Aim of the task.
In the data below, the answer is the run of lines from the line containing "blossom shown in this photograph." through the line containing "bark shown in this photograph.", both included; print it exactly and nothing else.

[[ Records for processing, beginning ]]

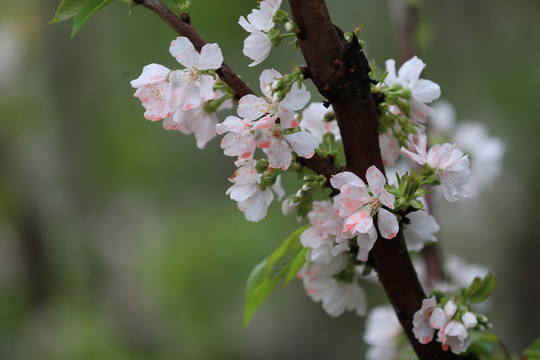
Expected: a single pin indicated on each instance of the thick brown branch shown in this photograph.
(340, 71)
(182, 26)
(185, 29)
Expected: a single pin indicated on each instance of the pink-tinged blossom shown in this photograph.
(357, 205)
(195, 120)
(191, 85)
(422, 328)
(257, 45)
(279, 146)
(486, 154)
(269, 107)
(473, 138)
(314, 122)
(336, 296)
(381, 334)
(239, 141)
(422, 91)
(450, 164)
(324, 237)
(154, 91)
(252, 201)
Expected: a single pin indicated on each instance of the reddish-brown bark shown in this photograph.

[[ Records for processing, end ]]
[[ Records for processing, beginning ]]

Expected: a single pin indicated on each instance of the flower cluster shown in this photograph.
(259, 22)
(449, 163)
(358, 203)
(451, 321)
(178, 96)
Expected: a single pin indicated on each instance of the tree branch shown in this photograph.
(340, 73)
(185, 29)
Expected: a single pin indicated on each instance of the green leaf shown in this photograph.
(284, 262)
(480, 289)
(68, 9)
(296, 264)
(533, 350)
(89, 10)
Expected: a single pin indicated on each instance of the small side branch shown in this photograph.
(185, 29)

[[ Records for processing, end ]]

Task response.
Expected: a single pin indicated on each instance of the pink-tinged blossom shown in this photograph.
(357, 205)
(195, 120)
(191, 85)
(422, 328)
(257, 45)
(279, 146)
(486, 154)
(269, 107)
(473, 138)
(314, 122)
(336, 296)
(381, 334)
(239, 141)
(422, 91)
(450, 164)
(324, 237)
(154, 91)
(252, 201)
Expected: a single pin indicated on each instance of the reddish-brown bark shown in this photograph.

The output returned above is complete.